[BEGIN Quoted text]

More envelopes in the mail, and now it is raining—extra-gray. The deluge of rejection slips makes me wonder, again, how to be good enough to get accepted. If I wanted to be more precise, I would ask how to write well enough. Somehow, it tends to get bundled up together. That's life.
As soon as I start to ask about "good enough," the question multiplies into two: How can I get good enough to be accepted, and how can I be good enough for me, write the best that I think I can write?
The first question deals with external measures. Someone else says, "Nice work, we like it," and sends an acceptance or an award or some other tangible acknowledgment or reassurance. It's easy to say that the outer reassurances are not what matters—that living up to your own idea of your own potential is far more important.

[END Quoted text]

## What to do
In the passage about rejection slips, what does the first of the two questions deal with? The material after this point comes from a separate, unrelated source.

[BEGIN Records shown]

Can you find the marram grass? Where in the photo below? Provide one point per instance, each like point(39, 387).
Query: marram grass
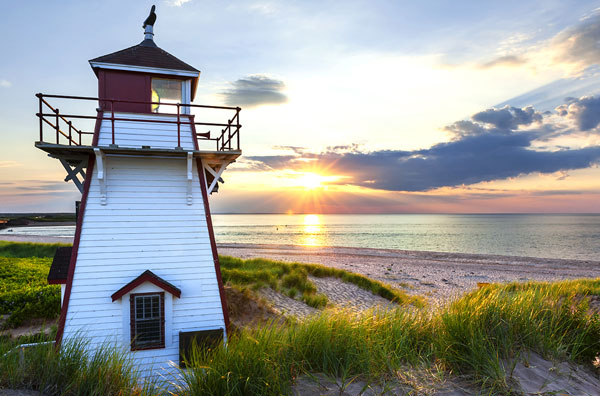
point(292, 279)
point(70, 370)
point(475, 337)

[END Records shown]

## Solved exercise
It deals with external measures.